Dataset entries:
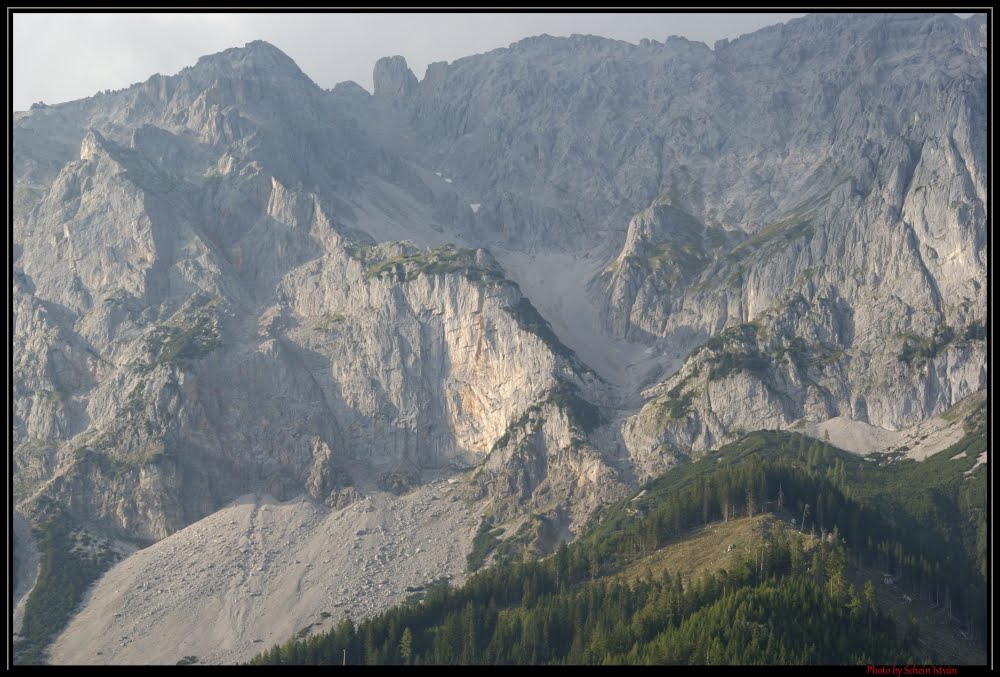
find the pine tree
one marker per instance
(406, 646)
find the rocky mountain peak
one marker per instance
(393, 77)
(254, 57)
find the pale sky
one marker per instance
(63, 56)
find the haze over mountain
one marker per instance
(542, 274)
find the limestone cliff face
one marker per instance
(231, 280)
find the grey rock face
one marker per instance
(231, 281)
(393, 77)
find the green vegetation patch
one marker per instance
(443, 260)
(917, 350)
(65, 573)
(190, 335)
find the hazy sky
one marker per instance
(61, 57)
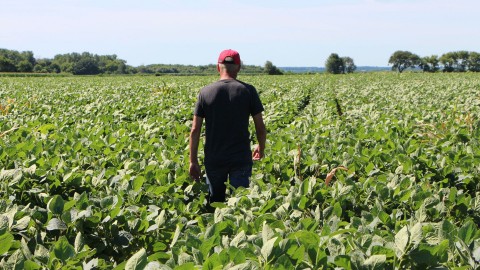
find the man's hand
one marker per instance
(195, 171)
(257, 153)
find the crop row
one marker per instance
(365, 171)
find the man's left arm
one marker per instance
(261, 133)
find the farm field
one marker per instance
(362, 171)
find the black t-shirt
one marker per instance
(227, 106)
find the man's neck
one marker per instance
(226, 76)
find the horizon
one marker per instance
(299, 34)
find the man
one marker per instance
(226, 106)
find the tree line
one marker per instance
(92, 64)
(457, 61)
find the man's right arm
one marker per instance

▸ What needs to be done: Work out how many lines of the entries hold the word "mountain", and write only that figure.

▸ Written answer: 2